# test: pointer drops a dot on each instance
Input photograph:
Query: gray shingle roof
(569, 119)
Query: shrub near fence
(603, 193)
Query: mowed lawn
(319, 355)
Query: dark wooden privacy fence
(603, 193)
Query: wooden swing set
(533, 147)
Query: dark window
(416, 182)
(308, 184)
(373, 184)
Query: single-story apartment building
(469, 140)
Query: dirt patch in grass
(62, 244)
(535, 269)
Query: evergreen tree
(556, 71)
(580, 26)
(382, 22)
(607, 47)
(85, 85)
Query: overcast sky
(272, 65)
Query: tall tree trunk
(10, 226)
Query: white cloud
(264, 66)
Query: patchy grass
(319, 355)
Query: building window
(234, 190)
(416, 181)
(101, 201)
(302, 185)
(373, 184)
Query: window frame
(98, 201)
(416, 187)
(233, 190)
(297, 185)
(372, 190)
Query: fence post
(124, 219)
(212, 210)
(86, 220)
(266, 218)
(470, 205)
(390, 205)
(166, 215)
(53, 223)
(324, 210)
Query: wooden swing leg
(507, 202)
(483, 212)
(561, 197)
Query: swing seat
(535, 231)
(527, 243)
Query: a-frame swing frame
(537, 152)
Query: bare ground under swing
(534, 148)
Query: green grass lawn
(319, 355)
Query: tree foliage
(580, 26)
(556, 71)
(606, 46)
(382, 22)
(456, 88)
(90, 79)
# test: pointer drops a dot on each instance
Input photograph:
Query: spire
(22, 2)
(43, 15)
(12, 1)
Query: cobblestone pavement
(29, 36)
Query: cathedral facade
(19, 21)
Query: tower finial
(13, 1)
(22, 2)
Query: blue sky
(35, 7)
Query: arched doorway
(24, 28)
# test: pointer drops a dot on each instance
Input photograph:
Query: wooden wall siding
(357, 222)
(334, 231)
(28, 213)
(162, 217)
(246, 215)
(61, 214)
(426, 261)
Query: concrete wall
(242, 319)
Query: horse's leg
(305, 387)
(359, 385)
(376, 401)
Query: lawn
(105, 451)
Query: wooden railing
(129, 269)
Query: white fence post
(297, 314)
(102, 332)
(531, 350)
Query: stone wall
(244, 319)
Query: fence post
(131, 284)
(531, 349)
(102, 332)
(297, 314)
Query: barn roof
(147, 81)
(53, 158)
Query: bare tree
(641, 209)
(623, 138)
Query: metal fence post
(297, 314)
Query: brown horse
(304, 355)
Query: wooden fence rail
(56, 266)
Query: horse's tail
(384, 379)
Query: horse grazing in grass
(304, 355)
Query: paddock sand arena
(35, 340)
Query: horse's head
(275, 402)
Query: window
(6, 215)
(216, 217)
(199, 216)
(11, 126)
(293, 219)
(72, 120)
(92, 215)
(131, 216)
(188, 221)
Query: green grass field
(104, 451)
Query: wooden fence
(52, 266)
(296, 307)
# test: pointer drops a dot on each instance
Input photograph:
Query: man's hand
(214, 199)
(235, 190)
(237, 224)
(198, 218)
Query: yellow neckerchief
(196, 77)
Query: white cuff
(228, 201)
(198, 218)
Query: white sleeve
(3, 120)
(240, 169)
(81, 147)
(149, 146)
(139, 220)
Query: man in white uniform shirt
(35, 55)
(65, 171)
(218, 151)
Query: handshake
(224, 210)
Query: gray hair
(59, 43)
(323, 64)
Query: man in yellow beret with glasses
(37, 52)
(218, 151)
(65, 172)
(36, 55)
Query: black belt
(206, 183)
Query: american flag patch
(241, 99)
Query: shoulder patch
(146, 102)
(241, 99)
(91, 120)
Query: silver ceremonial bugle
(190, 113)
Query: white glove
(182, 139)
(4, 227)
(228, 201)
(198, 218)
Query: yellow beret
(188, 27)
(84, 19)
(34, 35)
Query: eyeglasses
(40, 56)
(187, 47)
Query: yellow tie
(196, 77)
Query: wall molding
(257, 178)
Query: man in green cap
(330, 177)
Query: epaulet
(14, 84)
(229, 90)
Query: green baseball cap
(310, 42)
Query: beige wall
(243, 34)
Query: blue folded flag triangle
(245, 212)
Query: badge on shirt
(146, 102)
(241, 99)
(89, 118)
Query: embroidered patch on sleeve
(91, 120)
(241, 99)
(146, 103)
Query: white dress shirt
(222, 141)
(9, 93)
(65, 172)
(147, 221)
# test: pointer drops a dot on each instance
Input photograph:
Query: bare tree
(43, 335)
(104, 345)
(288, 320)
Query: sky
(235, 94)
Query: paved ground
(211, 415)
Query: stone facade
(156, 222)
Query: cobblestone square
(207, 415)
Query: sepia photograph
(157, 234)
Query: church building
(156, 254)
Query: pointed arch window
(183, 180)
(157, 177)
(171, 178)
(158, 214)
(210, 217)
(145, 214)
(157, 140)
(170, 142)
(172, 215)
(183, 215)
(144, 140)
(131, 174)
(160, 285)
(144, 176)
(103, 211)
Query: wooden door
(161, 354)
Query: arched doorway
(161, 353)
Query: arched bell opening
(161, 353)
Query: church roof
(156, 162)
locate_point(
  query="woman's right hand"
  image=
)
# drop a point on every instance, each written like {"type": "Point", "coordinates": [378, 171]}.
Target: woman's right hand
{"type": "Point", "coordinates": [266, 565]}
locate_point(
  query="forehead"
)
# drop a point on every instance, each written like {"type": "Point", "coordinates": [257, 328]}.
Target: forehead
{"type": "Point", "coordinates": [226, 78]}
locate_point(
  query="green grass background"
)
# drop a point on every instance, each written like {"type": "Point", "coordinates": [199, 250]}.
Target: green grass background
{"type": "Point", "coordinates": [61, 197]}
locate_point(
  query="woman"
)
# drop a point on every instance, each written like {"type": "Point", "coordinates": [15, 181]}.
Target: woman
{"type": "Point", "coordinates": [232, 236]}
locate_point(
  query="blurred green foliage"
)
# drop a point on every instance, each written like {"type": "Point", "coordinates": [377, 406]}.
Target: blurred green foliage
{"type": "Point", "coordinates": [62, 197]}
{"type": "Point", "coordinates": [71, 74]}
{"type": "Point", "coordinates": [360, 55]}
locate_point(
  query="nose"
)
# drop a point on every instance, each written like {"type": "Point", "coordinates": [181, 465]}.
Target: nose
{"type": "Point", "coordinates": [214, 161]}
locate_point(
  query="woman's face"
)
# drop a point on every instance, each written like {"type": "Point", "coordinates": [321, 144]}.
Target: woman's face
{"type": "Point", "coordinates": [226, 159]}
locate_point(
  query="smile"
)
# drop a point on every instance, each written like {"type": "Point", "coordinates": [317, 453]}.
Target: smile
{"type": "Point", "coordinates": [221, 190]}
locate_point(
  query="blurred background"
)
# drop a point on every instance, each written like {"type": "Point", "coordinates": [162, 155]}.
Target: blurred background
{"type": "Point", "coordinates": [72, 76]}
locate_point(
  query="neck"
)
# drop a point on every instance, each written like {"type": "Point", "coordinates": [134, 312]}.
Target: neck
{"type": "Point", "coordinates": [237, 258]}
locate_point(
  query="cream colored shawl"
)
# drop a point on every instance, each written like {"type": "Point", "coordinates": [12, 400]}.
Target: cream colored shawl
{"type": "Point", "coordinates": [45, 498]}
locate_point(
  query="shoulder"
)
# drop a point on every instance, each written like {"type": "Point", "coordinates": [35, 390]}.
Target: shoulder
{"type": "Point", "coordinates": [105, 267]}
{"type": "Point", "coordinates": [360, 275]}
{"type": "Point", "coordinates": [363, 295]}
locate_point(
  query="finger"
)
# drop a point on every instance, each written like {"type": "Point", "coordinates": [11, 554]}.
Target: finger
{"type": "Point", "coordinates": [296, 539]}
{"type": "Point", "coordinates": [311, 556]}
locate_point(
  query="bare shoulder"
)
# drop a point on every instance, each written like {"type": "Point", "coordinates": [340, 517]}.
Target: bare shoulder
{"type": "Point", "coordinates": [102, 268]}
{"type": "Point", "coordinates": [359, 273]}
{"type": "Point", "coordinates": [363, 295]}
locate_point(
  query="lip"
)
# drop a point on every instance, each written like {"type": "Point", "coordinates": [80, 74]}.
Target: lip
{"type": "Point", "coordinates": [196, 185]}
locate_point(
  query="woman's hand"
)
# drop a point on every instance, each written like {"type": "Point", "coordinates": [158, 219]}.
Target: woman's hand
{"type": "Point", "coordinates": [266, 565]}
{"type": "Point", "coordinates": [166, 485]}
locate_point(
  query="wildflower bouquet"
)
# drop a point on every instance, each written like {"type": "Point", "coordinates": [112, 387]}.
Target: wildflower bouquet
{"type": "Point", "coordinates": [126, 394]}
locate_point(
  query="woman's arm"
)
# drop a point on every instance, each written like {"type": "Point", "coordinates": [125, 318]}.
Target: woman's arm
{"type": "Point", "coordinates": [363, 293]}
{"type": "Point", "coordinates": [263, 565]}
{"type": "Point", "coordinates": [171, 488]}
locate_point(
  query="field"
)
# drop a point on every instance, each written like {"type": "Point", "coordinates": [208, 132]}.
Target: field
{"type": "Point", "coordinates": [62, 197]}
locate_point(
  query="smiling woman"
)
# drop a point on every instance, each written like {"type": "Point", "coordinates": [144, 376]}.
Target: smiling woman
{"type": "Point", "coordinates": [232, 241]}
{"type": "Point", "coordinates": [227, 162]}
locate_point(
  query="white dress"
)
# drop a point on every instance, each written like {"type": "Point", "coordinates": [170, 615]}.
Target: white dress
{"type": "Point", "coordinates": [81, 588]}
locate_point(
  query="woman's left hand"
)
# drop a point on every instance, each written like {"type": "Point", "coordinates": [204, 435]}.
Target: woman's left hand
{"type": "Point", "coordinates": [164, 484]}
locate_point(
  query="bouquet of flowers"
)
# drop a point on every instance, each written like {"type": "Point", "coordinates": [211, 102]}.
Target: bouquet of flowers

=====

Go over the data above and copy every line that has the word "flowers" in it.

  query="bouquet of flowers"
Target: bouquet of flowers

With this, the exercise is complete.